◆ **Aim of the exercise**
Locate the line that contains "of the driver". Reproduce it and all following lines up to the end of the material, exactly and with nothing added.
** start of Material for this task **
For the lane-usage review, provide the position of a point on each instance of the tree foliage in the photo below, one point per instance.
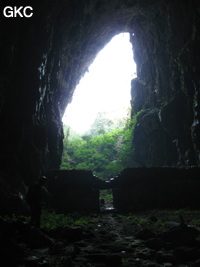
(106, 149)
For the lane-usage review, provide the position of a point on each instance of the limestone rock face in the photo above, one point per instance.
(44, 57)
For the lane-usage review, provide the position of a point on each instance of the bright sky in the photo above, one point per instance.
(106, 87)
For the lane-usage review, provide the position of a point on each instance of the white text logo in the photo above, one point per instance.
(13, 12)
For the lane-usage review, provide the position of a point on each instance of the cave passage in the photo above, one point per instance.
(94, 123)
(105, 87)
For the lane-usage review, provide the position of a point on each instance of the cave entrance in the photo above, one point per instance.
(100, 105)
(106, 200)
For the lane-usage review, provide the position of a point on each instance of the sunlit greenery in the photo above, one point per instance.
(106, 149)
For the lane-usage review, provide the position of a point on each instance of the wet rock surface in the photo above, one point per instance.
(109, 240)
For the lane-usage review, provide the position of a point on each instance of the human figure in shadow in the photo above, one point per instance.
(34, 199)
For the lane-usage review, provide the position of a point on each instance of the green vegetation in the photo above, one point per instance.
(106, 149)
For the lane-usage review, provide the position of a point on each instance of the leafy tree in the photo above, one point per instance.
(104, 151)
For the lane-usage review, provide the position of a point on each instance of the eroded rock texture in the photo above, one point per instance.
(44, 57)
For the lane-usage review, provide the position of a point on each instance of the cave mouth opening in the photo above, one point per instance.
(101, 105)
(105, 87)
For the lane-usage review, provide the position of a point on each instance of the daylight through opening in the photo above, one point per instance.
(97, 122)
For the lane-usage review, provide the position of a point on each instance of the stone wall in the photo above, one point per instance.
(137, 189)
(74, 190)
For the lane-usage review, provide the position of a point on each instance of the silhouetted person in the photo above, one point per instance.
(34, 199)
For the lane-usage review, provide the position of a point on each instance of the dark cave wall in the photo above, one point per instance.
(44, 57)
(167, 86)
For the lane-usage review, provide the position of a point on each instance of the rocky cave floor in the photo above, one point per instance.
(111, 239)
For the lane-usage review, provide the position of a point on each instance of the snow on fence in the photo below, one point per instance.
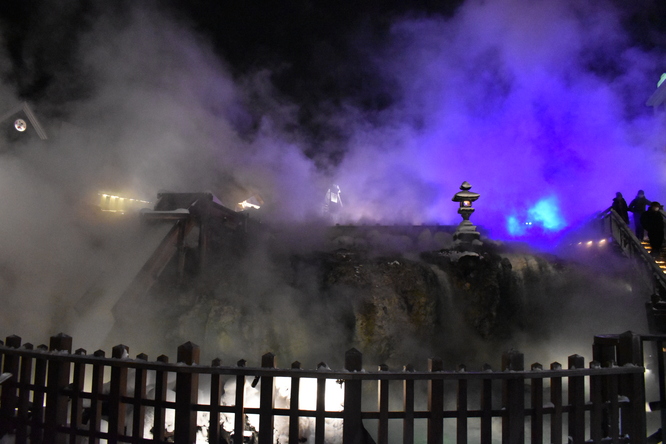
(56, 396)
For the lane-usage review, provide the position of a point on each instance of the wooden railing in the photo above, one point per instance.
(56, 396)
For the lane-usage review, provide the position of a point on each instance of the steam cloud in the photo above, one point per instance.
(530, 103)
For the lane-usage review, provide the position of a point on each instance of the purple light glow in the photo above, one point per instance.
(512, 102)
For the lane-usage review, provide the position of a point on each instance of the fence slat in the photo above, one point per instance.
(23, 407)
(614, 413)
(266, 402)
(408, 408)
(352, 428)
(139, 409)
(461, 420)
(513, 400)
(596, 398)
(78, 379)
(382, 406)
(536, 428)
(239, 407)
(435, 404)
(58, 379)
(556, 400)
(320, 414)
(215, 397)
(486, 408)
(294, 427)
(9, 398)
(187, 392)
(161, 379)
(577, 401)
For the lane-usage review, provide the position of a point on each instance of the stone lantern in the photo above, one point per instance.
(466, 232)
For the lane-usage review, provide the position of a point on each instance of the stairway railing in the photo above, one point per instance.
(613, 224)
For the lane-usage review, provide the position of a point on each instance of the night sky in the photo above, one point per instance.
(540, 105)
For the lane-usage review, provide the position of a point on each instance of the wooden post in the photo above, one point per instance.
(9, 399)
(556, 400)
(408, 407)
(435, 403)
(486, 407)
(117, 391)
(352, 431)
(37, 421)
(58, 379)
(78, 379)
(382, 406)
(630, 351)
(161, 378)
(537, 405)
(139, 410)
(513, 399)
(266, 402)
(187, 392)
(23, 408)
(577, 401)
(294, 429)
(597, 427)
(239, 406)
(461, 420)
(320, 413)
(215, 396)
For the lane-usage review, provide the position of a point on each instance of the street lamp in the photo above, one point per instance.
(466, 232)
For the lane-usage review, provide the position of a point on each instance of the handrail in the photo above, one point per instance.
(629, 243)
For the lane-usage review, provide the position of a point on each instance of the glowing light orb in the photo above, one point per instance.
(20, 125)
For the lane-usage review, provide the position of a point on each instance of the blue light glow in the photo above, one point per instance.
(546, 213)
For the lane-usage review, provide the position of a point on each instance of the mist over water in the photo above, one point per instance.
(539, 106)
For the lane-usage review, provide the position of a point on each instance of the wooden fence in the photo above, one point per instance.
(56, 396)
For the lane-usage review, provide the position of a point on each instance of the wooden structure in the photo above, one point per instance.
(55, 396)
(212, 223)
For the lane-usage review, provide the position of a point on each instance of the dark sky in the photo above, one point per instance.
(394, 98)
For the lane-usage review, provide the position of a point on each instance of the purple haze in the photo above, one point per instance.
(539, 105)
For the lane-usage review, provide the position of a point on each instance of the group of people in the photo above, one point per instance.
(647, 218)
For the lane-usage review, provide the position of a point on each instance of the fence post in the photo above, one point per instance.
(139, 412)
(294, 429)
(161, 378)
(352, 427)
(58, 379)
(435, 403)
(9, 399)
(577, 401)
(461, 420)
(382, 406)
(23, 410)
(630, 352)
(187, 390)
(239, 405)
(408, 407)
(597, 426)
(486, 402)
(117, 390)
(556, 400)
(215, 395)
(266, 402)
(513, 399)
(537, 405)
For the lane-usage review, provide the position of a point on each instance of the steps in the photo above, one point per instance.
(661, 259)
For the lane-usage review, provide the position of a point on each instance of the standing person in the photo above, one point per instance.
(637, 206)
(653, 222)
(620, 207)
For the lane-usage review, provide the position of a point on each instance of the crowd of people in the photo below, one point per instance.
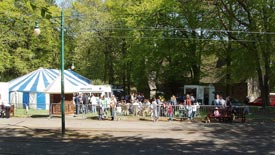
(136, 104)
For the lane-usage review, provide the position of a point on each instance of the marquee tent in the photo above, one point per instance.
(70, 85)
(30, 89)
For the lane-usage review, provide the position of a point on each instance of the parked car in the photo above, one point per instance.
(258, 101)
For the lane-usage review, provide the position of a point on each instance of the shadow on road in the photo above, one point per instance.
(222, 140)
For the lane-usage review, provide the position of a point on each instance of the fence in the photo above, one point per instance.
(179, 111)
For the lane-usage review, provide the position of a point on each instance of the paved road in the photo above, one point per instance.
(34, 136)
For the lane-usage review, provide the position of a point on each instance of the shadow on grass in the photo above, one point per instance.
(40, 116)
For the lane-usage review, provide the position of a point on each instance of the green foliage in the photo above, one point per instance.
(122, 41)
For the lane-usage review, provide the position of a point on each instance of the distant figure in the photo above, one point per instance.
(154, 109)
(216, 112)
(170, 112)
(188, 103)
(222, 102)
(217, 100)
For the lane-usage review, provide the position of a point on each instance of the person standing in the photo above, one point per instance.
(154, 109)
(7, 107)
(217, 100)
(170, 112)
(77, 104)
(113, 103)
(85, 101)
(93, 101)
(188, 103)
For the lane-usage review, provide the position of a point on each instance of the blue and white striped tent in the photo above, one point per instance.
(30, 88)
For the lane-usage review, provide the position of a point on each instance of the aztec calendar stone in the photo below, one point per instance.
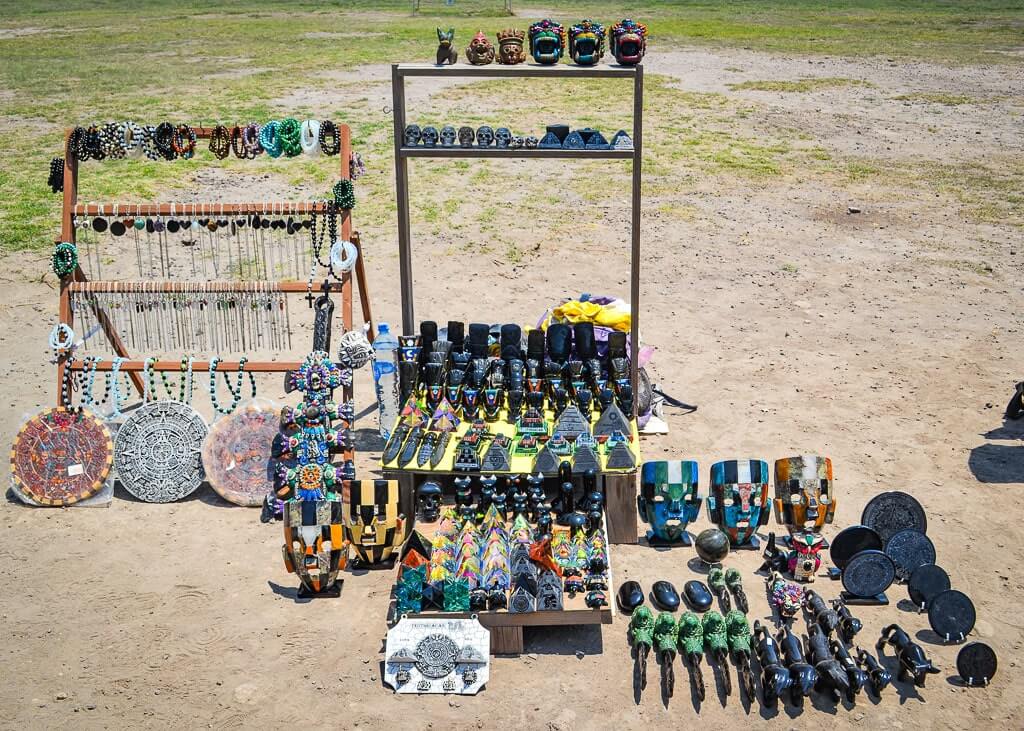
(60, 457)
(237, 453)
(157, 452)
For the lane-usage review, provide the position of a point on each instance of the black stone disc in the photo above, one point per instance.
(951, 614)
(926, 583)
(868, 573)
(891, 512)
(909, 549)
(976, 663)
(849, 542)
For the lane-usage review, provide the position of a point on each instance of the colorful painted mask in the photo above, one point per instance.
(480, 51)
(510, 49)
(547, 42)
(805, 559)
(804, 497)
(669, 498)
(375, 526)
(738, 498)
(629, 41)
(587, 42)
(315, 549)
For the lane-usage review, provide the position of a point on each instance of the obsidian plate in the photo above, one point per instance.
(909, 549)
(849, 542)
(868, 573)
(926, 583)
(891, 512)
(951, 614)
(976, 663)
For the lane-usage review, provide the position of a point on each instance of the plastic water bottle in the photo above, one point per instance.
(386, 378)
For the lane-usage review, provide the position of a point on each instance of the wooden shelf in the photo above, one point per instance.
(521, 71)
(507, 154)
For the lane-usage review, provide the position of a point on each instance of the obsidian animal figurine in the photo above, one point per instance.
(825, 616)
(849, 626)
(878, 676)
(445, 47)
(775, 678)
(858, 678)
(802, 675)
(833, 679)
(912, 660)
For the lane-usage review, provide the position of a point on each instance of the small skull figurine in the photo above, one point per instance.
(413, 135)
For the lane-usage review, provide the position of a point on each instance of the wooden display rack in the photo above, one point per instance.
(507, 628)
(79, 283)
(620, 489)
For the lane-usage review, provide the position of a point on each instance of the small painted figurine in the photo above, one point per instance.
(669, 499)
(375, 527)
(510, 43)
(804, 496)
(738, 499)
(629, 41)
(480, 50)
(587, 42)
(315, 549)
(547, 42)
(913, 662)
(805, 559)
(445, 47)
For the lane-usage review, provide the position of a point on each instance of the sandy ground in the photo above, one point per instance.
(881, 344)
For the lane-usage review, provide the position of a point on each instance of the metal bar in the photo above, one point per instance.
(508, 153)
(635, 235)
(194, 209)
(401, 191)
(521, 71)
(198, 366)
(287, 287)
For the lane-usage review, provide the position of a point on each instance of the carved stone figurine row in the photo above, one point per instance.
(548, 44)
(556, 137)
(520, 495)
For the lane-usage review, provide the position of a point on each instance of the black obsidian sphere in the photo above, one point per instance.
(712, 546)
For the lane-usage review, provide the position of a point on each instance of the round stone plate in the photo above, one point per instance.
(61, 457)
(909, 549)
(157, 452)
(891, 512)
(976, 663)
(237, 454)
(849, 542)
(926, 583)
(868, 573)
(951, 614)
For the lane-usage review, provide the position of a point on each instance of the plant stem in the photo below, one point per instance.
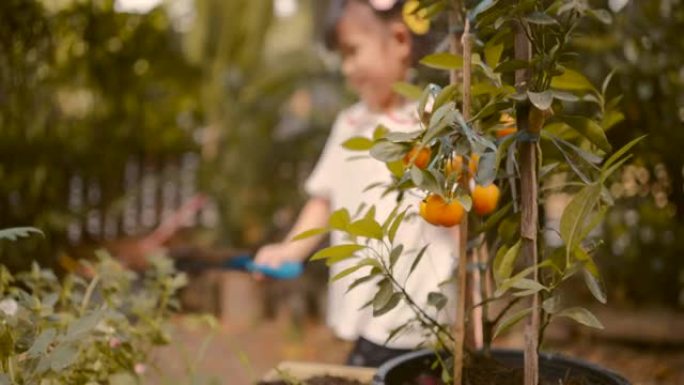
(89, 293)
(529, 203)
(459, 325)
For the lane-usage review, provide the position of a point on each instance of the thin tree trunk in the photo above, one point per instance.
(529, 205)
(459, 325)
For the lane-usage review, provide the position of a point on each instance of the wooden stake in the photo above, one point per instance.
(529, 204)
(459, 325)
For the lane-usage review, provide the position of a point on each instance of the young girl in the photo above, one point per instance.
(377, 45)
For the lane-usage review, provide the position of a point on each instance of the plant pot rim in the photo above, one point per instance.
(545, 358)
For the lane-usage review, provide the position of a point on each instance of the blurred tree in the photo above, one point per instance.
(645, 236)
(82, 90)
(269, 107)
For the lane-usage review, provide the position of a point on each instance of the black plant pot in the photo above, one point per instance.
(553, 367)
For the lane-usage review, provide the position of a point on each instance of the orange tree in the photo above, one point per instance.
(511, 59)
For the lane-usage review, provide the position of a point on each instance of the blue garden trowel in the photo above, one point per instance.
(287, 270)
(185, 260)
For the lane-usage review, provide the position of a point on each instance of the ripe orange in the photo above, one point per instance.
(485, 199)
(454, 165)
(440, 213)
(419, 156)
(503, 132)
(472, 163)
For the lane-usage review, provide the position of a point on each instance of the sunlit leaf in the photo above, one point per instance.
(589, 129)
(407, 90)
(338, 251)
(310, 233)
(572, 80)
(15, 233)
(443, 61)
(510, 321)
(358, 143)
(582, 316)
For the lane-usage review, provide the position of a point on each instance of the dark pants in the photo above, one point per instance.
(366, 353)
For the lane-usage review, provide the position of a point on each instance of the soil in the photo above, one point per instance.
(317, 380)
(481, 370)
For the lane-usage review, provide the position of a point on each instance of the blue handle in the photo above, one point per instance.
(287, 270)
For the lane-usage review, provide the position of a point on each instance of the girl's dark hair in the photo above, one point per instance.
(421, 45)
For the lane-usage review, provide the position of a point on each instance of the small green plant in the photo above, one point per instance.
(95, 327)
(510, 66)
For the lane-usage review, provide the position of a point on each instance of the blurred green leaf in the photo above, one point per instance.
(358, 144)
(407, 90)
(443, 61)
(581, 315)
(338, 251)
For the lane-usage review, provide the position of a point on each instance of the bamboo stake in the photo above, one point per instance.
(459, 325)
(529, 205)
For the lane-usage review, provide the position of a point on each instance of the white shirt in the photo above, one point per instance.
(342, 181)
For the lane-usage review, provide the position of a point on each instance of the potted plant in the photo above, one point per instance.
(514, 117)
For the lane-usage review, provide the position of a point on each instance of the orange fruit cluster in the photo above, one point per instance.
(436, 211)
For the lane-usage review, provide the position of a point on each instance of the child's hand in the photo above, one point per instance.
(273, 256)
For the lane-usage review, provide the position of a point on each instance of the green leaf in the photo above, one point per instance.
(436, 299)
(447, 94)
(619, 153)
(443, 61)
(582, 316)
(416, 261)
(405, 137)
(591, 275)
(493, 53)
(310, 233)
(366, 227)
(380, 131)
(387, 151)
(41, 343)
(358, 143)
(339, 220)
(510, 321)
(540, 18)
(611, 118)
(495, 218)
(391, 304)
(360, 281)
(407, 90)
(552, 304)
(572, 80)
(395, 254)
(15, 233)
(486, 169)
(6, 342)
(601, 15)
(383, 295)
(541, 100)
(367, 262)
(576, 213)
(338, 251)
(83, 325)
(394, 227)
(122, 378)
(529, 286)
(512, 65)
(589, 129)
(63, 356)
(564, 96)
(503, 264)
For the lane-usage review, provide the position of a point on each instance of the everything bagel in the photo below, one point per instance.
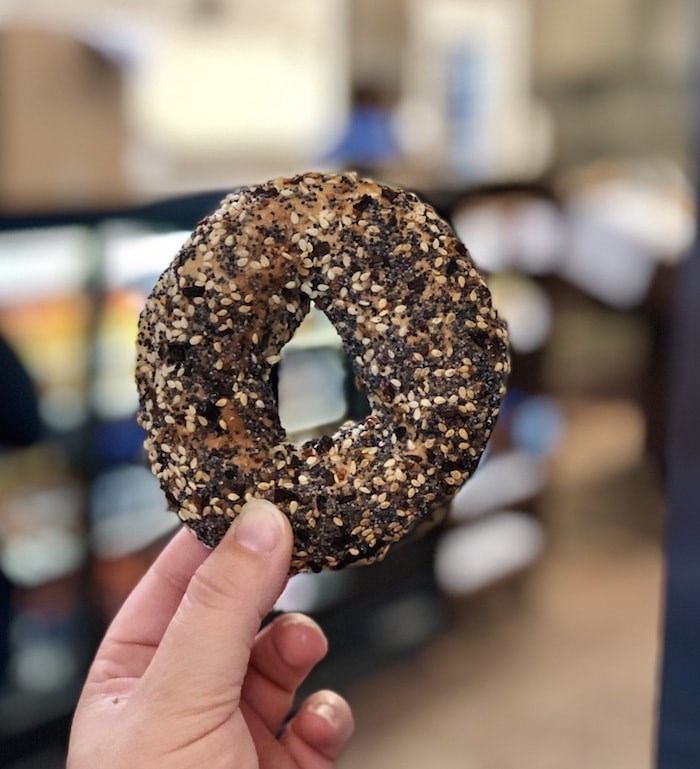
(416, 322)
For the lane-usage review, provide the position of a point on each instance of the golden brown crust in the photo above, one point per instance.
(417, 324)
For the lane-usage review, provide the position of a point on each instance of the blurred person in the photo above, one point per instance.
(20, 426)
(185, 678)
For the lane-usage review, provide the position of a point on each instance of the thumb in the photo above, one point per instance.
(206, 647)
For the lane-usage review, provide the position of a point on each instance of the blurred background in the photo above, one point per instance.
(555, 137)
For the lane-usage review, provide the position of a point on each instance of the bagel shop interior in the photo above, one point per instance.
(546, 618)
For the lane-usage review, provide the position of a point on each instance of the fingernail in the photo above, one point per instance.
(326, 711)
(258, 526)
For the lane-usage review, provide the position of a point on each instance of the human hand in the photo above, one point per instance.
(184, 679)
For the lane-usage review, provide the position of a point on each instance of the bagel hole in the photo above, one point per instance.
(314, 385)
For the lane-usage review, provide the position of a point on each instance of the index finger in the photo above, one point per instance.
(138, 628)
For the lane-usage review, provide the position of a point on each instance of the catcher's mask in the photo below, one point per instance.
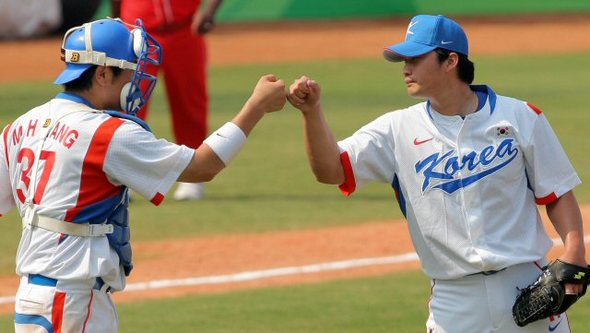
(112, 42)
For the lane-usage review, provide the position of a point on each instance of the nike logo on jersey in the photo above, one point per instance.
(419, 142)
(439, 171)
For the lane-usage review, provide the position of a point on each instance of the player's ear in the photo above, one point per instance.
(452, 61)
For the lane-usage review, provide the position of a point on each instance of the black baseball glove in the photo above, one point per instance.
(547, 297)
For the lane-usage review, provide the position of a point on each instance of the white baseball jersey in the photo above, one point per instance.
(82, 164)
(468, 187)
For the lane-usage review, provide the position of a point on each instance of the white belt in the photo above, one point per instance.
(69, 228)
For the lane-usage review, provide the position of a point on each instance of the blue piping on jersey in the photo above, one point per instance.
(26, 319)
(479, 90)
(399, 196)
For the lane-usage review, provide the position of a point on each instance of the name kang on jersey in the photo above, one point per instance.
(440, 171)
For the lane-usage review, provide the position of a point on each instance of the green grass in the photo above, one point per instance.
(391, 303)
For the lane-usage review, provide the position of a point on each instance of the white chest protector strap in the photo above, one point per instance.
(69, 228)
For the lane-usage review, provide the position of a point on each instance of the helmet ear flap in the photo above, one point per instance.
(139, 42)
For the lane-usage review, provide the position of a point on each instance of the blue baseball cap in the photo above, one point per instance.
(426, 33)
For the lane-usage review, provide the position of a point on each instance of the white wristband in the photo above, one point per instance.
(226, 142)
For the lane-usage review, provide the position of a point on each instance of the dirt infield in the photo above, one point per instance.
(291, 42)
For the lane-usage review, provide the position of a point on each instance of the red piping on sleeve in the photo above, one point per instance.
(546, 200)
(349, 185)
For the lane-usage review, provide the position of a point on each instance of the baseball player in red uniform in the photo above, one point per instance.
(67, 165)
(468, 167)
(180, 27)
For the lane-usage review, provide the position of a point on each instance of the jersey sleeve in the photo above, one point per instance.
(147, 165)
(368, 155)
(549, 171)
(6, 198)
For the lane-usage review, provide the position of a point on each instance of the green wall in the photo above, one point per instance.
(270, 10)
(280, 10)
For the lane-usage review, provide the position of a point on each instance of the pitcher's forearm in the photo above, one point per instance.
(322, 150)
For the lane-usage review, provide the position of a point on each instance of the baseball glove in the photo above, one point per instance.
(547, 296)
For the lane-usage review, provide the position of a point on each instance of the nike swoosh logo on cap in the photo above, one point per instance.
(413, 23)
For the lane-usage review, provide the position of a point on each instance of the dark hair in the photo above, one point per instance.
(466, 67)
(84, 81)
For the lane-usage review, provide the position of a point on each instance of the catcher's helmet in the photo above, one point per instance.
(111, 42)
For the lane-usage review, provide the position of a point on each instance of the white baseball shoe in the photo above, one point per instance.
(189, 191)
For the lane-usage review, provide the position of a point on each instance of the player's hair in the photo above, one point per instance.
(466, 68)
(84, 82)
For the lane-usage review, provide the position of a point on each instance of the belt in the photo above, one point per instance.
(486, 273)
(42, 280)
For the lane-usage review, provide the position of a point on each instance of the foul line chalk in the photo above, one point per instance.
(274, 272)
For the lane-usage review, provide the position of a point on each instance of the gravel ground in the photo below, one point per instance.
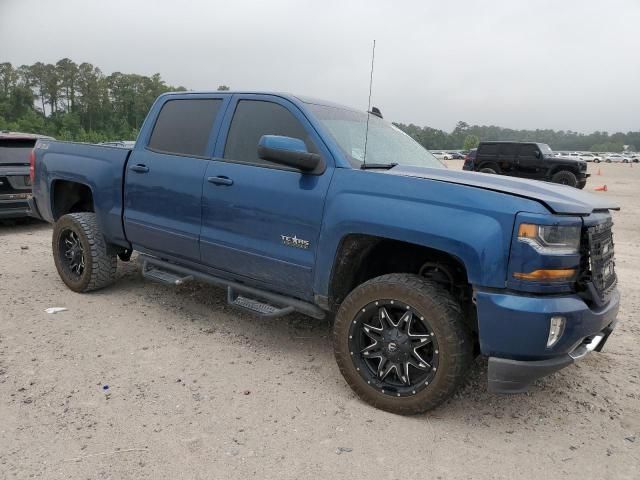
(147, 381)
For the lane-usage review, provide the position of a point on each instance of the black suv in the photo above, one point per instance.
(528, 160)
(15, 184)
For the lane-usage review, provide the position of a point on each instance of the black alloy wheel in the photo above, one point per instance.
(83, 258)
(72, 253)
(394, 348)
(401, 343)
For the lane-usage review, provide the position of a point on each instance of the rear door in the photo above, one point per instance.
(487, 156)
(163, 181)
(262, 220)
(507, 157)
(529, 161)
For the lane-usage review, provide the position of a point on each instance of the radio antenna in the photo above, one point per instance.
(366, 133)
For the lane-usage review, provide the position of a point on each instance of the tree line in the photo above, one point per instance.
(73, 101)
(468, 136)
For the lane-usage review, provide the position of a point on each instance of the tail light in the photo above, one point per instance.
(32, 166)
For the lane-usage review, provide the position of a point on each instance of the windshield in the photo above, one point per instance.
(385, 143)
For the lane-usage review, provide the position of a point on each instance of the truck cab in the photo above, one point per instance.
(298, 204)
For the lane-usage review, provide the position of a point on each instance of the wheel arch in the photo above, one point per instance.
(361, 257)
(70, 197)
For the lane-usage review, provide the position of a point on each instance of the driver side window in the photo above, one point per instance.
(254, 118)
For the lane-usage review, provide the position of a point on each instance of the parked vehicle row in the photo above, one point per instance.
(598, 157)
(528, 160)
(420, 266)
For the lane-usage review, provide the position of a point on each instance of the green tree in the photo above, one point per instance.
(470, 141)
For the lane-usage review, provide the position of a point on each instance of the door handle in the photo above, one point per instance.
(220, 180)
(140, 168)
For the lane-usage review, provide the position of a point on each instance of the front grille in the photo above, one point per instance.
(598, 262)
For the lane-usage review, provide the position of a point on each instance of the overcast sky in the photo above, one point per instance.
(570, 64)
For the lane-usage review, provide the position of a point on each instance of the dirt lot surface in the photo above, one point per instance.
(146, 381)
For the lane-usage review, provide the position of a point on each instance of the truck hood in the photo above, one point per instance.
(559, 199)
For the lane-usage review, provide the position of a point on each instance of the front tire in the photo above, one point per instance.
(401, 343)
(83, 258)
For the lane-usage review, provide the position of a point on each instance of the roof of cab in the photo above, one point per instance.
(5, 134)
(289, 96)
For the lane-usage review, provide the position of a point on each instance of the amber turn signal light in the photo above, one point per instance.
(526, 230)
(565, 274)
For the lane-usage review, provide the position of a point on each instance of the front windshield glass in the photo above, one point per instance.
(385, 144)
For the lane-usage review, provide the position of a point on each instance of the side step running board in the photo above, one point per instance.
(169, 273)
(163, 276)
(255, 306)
** end of Material for this task **
◆ **Response below**
For the lane-usage review, provide the position of a point on each instance of the driver side window in the photo above, one point per instance.
(254, 118)
For the lane-usage review, provide the position of a point on each instance of the parked vehicle row in the photo above, one point per instance.
(598, 157)
(528, 160)
(420, 266)
For the lane-usage review, provide the position of a point on each instance of the green tree in the photo above, one point per instance.
(470, 141)
For the lane-usage review, provide the position of a point on each instance of the door handle in the photo above, one point per instance.
(220, 180)
(140, 168)
For the lane-usage review, provide the position of a point on each instance of the front grille in the photo above, one point per instance.
(598, 262)
For the lane-usage review, provide the position of a point on each instance of the overcast sky in the photo above, one point per instance.
(570, 64)
For the lane-usage review, provide the position of a point on each instance of the dirt lot surface in the photo above, one point per instance.
(146, 381)
For the lane-usage review, provide the position of a point on each instance of the truck hood in the photo above, one point per instance.
(559, 199)
For the lane-usage review, provide the position of a point on each instance of the front tire in the photo above, one point per instance.
(401, 343)
(83, 258)
For the lane-usage review, provide the position of a point on each instance of the roof of cab in the photo above, one point per instance.
(5, 134)
(289, 96)
For the lane-usage review, provide the position of a point on each instance of the amber turn signal light in the photo above, one point per instance.
(526, 230)
(565, 274)
For the lane-usage review, provide the position of a point on each instance of the front windshield glass in the photo above, one point per instance.
(385, 144)
For the lane-usage review, provide the position of a point on each instance of the side step running board in the photo above, one point per instance.
(169, 273)
(163, 276)
(255, 306)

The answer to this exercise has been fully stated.